(RECORDS FOR THE TASK Opens)
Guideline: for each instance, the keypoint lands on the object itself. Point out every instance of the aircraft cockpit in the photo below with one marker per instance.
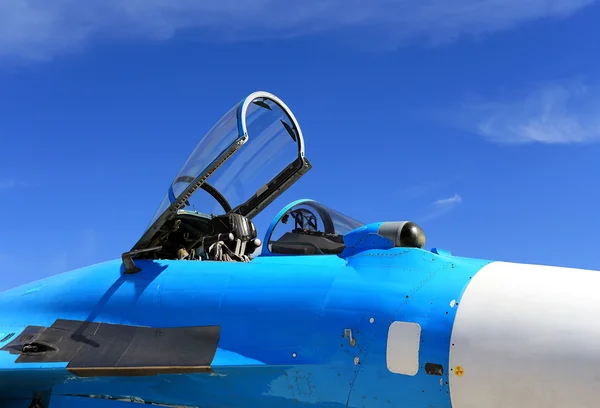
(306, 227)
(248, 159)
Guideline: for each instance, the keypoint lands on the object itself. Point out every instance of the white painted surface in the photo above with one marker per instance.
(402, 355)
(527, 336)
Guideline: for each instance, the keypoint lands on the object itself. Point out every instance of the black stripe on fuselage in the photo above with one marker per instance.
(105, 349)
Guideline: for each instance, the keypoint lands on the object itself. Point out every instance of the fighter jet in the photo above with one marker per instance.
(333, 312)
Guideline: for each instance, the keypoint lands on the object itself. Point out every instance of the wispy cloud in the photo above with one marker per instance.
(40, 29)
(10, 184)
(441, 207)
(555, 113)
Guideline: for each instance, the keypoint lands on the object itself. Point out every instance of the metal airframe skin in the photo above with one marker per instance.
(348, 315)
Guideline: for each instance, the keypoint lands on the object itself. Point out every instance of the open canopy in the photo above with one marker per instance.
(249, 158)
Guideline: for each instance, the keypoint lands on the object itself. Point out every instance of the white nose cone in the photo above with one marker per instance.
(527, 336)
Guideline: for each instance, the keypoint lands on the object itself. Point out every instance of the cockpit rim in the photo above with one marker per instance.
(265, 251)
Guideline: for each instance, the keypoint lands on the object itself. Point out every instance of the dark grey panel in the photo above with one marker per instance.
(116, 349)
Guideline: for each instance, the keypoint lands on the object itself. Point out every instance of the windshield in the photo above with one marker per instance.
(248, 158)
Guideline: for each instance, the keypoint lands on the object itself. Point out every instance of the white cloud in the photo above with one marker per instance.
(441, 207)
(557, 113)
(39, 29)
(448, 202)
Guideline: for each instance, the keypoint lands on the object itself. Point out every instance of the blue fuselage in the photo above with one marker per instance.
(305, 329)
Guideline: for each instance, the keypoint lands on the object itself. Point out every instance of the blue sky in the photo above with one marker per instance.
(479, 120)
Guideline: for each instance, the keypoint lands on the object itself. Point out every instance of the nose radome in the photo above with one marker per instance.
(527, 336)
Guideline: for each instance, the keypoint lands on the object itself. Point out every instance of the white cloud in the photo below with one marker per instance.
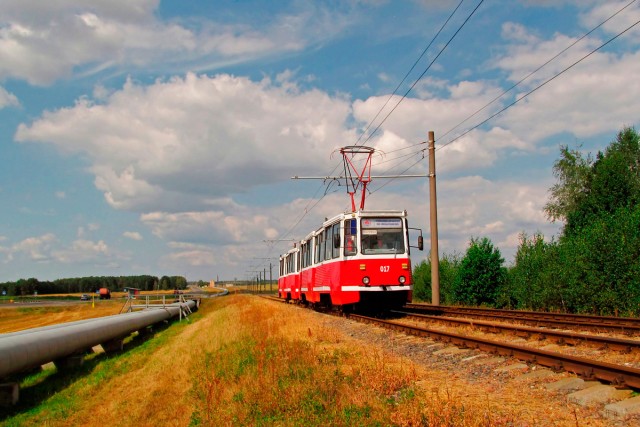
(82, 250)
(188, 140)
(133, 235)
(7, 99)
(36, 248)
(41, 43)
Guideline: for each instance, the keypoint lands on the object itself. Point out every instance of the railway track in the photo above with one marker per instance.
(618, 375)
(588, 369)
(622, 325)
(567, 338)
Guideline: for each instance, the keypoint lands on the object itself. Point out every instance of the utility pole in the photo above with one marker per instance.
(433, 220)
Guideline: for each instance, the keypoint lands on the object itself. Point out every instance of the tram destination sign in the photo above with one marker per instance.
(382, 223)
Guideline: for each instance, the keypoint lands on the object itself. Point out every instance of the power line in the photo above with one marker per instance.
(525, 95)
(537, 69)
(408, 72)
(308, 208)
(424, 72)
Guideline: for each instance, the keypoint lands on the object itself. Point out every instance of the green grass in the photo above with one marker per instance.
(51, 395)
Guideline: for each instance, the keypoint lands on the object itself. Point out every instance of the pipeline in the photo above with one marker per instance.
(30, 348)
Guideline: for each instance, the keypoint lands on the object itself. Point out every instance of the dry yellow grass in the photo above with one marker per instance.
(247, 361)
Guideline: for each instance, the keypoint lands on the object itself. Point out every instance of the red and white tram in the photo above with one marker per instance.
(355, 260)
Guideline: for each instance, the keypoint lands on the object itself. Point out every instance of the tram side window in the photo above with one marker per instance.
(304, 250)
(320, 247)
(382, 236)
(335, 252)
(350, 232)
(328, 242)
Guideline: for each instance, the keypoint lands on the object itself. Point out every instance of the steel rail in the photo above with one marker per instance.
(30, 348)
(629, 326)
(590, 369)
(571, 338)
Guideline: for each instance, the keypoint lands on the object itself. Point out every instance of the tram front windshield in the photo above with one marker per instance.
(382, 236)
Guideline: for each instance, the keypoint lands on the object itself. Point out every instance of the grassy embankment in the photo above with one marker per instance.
(RECORDS FOR THE TASK Closes)
» DIRECTIONS FOR THIS TASK: Please copy the data shown above word for word, omitting the pictures.

» ANSWER SPACE:
Guideline: for each instance, the keypoint lands on the object itself. Point out every instance of the aircraft cockpit in the photo below with one marker per instance.
(306, 227)
(248, 159)
Guideline: for each instance, the keypoint lands on the object itself. Point out every instance of the white painted surface in the photo above with one marker per instance.
(402, 355)
(527, 336)
Guideline: for each instance, the keypoint lands on the object itself. Point out every instance of the black stripe on fuselage in the photo above with one marker per instance.
(105, 349)
Guideline: for each instance, the keypoint lands on the object itself. Point out every instance of the fighter jet in the photo above with one marker per instance.
(333, 312)
Guideline: for each instance, the keypoint lands on the object itself. Point out every instance of the wispy cloud in the photo above with one marker per instance.
(40, 29)
(10, 184)
(441, 207)
(555, 113)
Guideline: for each instance, the keypoint lands on the object itself. Point out every instance of the metal airframe skin in the photo above with one marker per instance.
(348, 315)
Guideline: for each instance, the keypoint lands on the object itself. Point out every instance of the open canopy in the photo above with one marker per instance.
(249, 158)
Guideline: for each instance, the keypoint lands on the object itself. Point out every instance of the white nose cone in the photo above with one marker per instance.
(527, 336)
Guideline: for each instance, the keypoint lands on the object itself. Point out every instance of the cockpit rim in the photo above with one marker per instance.
(265, 251)
Guideline: for each instance, the keypoint lands on the object itself. Point out every instance of the dark grey panel in the photo above with one marker per instance.
(116, 349)
Guideline: for each instance, the keypoint lands on the object itself. Point out every instance of the windshield in the photo above with one marker per instance.
(248, 158)
Guideline: for each instance, the keypoint lands on the object itself. Point out every instance of the white cloud in the photo above with one marker per instance.
(441, 207)
(557, 113)
(39, 29)
(448, 202)
Guideline: for each instance, the keypoint lands on the object itself. Point out every instance of the blue fuselage in the photo above with one marker per instance.
(305, 329)
Guideline: for each instance, the keypoint lands on the object itself. Point out every instance of the blue sky in the photo above with one marker per instance.
(479, 120)
Guideline: for each instance, the keypoint lands on the object itself. Point out every instance of the nose radome in the photo above with one marker per instance.
(527, 336)
Guideline: for each instance, the keypoint lands on the object itself. Point out every instance of the white cloud in the photo below with one marker per instance.
(82, 250)
(188, 140)
(133, 235)
(7, 99)
(36, 248)
(41, 43)
Guideline: for each instance, the keypoint lands on the object itself. Point out every instance of the railway track in the photo above with one marker per instance.
(618, 375)
(588, 369)
(622, 325)
(567, 338)
Guideline: for each instance, the keypoint lands on the object itself. Point out every instance of the utility pole in the photo above with one marker per instance.
(433, 220)
Guideline: for each instance, the keypoint lands on the object itself. Point out every instance of the tram destination sign in the photo above with one marker per instance.
(382, 223)
Guideline: for each instance, the keypoint lands on the object itself. Point out every instance of the power line in the photo above with one marker per instance.
(525, 95)
(537, 69)
(408, 72)
(308, 208)
(424, 72)
Guideline: for each instance, the keypoint lands on the object itself. Point out every instance of the green grass in the photo above with one marker per instance.
(51, 395)
Guideline: for each instance, the keypoint lands on the object itself. Point out every instance of the pipeline in the photo above with one marker per instance.
(30, 348)
Guideline: for each instance, the keypoint lands on the object itself. Point out every instance of the dry yellow grass in the photo above with one marker per instance.
(247, 361)
Guideline: for each instance, the keypoint lands on the object itself. Point out every instance of the red and white tram in the photo above with one marker per instance.
(355, 260)
Guideline: for each instance, the keypoint lands on the object itself. Point out every instance of the tram side window in the photo above with one marker per instance.
(304, 250)
(320, 247)
(382, 236)
(335, 252)
(350, 232)
(328, 242)
Guideline: for each instance, the keypoint lands on the object itself. Point out every instance of the steel rail in the photo above with one marker per instance.
(30, 348)
(629, 326)
(590, 369)
(571, 338)
Guideline: for each instance, the keypoint lands on the object itself. Point out every instance of the tram front windshield in the photo above with one marker per instance.
(382, 236)
Guideline: for each instance, the keypoint lands on the object itself. Point out every instance of the grassy embankment in the photo above with one marker per instance.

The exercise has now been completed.